### [Exercise prompt]
Can you reproduce the data beneath, keeping every line exact?
==================================================
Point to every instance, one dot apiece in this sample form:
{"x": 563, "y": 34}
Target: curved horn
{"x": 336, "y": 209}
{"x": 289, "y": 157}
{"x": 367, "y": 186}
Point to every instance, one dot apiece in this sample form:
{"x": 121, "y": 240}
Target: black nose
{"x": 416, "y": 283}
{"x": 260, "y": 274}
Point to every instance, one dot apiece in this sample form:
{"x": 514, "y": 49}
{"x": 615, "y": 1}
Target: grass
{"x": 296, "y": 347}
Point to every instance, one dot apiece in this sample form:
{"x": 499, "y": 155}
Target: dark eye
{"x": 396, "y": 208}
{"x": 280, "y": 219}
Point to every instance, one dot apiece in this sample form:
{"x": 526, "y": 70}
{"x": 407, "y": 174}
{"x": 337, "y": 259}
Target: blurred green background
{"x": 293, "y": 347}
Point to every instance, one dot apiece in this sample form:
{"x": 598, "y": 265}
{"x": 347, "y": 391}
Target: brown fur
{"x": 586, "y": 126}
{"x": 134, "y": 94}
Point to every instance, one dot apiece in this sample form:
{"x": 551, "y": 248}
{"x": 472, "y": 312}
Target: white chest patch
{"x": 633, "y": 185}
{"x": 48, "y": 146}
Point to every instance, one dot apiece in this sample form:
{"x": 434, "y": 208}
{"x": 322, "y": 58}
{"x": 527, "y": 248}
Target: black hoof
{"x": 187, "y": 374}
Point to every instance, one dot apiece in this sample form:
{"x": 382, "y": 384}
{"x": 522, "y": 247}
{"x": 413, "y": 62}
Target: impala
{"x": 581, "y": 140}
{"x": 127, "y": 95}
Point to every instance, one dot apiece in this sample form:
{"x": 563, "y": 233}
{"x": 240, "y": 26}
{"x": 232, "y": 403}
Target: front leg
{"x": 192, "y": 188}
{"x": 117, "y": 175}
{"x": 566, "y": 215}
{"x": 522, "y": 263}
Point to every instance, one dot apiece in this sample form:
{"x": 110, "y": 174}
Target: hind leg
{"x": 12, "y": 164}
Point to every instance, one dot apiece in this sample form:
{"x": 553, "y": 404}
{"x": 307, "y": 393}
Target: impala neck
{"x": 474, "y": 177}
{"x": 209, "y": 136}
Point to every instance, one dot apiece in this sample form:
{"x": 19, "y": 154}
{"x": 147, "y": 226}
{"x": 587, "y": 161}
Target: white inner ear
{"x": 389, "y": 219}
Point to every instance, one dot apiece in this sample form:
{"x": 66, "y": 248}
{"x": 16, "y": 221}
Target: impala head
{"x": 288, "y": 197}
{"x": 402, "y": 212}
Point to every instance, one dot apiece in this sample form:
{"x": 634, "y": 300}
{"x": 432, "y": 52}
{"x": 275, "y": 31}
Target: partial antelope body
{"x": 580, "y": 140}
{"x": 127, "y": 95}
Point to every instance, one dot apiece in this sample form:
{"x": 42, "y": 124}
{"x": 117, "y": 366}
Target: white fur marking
==================================================
### [Written response]
Point to every instance, one dot apiece in this sample form:
{"x": 563, "y": 34}
Target: curved horn
{"x": 336, "y": 209}
{"x": 289, "y": 157}
{"x": 367, "y": 186}
Point to every instance, one dot apiece in this sample form:
{"x": 121, "y": 240}
Target: black nose
{"x": 416, "y": 283}
{"x": 260, "y": 274}
Point to every instance, one dot apiece in this sample form:
{"x": 514, "y": 49}
{"x": 615, "y": 1}
Target: grass
{"x": 296, "y": 347}
Point to every instance, one dot apiece in this sample form:
{"x": 499, "y": 155}
Target: dark eye
{"x": 396, "y": 208}
{"x": 280, "y": 219}
Point to every instance, one dot apiece in this sample form:
{"x": 526, "y": 70}
{"x": 407, "y": 174}
{"x": 337, "y": 259}
Target: blurred green background
{"x": 293, "y": 347}
Point to every instance, one dot apiece in this sample form:
{"x": 598, "y": 265}
{"x": 347, "y": 391}
Target: brown fur
{"x": 586, "y": 126}
{"x": 134, "y": 94}
Point to every instance, one dot apiece in this sample form:
{"x": 551, "y": 248}
{"x": 472, "y": 312}
Target: white chest patch
{"x": 633, "y": 185}
{"x": 48, "y": 146}
Point to every instance, one dot apiece in this sample form:
{"x": 434, "y": 208}
{"x": 322, "y": 58}
{"x": 527, "y": 248}
Target: black hoof
{"x": 187, "y": 374}
Point to every instance, one dot apiece in this sample form:
{"x": 382, "y": 384}
{"x": 522, "y": 247}
{"x": 413, "y": 62}
Target: impala
{"x": 581, "y": 140}
{"x": 127, "y": 95}
Point to every instance, one dot apiece in this sample form:
{"x": 563, "y": 233}
{"x": 240, "y": 26}
{"x": 232, "y": 403}
Target: front leg
{"x": 192, "y": 188}
{"x": 117, "y": 175}
{"x": 566, "y": 215}
{"x": 522, "y": 263}
Point to every instance, one dot apiece in this sample form:
{"x": 110, "y": 174}
Target: hind leg
{"x": 12, "y": 164}
Point to every instance, one dot apiece in this sample form:
{"x": 553, "y": 404}
{"x": 307, "y": 393}
Target: impala neck
{"x": 474, "y": 177}
{"x": 209, "y": 136}
Point to every instance, one dot apiece in this sample form:
{"x": 19, "y": 154}
{"x": 147, "y": 226}
{"x": 587, "y": 161}
Target: white inner ear
{"x": 389, "y": 219}
Point to every instance, one dot apiece in this sample form:
{"x": 66, "y": 248}
{"x": 16, "y": 221}
Target: impala head
{"x": 288, "y": 197}
{"x": 402, "y": 212}
Point to every instance, one dot apiece in this sample form:
{"x": 634, "y": 300}
{"x": 432, "y": 52}
{"x": 275, "y": 31}
Target: partial antelope body
{"x": 580, "y": 140}
{"x": 127, "y": 95}
Point to every instance, one dot apiece in this sample form:
{"x": 42, "y": 124}
{"x": 117, "y": 366}
Target: white fur marking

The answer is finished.